Each record must be output exactly and in full.
*** DATASET RECORDS ***
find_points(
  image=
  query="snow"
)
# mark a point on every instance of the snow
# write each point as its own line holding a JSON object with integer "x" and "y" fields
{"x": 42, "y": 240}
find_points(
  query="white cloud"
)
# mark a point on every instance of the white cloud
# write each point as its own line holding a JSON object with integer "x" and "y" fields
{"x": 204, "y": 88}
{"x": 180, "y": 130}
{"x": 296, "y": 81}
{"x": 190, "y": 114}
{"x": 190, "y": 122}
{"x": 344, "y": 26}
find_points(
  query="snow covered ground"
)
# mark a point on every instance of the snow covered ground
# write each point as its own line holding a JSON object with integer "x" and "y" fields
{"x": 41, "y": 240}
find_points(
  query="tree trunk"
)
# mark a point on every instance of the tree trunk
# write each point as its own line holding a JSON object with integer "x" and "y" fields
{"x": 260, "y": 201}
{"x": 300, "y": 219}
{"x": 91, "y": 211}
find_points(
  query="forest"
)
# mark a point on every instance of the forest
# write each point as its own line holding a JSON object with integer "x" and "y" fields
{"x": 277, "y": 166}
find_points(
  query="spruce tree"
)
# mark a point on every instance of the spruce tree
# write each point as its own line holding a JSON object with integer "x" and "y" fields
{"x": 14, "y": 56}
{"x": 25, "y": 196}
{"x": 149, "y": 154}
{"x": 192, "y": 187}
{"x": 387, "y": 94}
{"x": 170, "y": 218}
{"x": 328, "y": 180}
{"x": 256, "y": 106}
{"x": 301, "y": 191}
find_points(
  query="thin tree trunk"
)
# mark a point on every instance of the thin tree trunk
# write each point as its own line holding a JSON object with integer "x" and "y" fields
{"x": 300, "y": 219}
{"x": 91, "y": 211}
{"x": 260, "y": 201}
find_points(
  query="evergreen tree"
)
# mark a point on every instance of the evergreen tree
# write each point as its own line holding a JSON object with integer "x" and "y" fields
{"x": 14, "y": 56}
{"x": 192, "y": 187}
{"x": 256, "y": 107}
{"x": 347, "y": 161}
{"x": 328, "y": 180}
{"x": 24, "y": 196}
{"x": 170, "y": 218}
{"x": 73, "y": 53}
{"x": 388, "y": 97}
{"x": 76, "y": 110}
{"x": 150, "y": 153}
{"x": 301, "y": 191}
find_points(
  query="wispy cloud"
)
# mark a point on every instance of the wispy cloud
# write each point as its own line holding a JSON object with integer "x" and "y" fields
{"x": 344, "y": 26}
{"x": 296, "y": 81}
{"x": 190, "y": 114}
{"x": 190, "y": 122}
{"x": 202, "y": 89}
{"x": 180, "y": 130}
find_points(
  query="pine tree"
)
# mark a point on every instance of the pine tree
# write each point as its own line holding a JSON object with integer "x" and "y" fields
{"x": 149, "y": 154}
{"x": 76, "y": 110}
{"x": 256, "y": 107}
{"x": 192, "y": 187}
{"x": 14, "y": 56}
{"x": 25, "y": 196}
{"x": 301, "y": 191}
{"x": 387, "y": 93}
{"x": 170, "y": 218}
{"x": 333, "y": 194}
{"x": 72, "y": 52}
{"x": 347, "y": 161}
*** End of DATASET RECORDS ***
> _RESPONSE AREA_:
find_points(
  image=
  query="snow"
)
# mark a point on every instance of the snow
# write each point as its own line holding a JSON object with integer "x" and "y" fields
{"x": 42, "y": 240}
find_points(
  query="white cloud"
)
# mark a point on every instance of the white cloud
# write each point as its own line holding a JSON object with integer "x" and "y" fields
{"x": 204, "y": 88}
{"x": 180, "y": 130}
{"x": 296, "y": 81}
{"x": 190, "y": 114}
{"x": 190, "y": 122}
{"x": 344, "y": 26}
find_points(
  query="snow covered ground"
)
# mark a point on every instance of the snow covered ground
# write each point as its own line holding a JSON object with integer "x" and "y" fields
{"x": 41, "y": 240}
find_points(
  query="tree trunk"
)
# mark a point on every instance of the tree trunk
# write each point as its own line holding a JSON object with integer "x" and "y" fields
{"x": 260, "y": 201}
{"x": 300, "y": 219}
{"x": 91, "y": 211}
find_points(
  query="forest"
)
# mark a point on every instance of the forest
# write each point as its own line holding a JSON object with integer "x" and "y" fields
{"x": 277, "y": 166}
find_points(
  query="spruce tree"
)
# mark a point on every instance of the spruce tree
# write each point as its own line holding a JSON object with integer "x" and "y" fields
{"x": 14, "y": 56}
{"x": 25, "y": 196}
{"x": 149, "y": 154}
{"x": 192, "y": 187}
{"x": 387, "y": 94}
{"x": 170, "y": 218}
{"x": 328, "y": 180}
{"x": 256, "y": 106}
{"x": 301, "y": 191}
find_points(
  query="thin tree trunk"
)
# mark a point on every instance of the thin tree trunk
# write each point as its own line holding a JSON object with integer "x" and "y" fields
{"x": 300, "y": 219}
{"x": 91, "y": 211}
{"x": 260, "y": 201}
find_points(
  query="evergreen tree"
)
# mark a point on every instance of the evergreen tree
# write each point as its own line holding a JSON object with integer "x" and "y" fields
{"x": 14, "y": 56}
{"x": 192, "y": 187}
{"x": 256, "y": 107}
{"x": 347, "y": 161}
{"x": 328, "y": 180}
{"x": 24, "y": 196}
{"x": 170, "y": 218}
{"x": 73, "y": 53}
{"x": 388, "y": 97}
{"x": 76, "y": 110}
{"x": 150, "y": 153}
{"x": 301, "y": 191}
find_points(
  query="wispy cloud"
)
# mark a point on every instance of the wispy cloud
# write each point as its own line holding a JSON object with integer "x" and "y" fields
{"x": 344, "y": 26}
{"x": 296, "y": 81}
{"x": 190, "y": 114}
{"x": 190, "y": 122}
{"x": 202, "y": 89}
{"x": 180, "y": 130}
find_points(
  query="pine tree"
)
# mark a point on every instance of the pine tree
# write each point as its own line holding a JSON object with integer "x" and "y" fields
{"x": 149, "y": 154}
{"x": 76, "y": 110}
{"x": 256, "y": 107}
{"x": 192, "y": 187}
{"x": 14, "y": 56}
{"x": 25, "y": 196}
{"x": 301, "y": 191}
{"x": 387, "y": 93}
{"x": 170, "y": 218}
{"x": 333, "y": 194}
{"x": 72, "y": 52}
{"x": 347, "y": 161}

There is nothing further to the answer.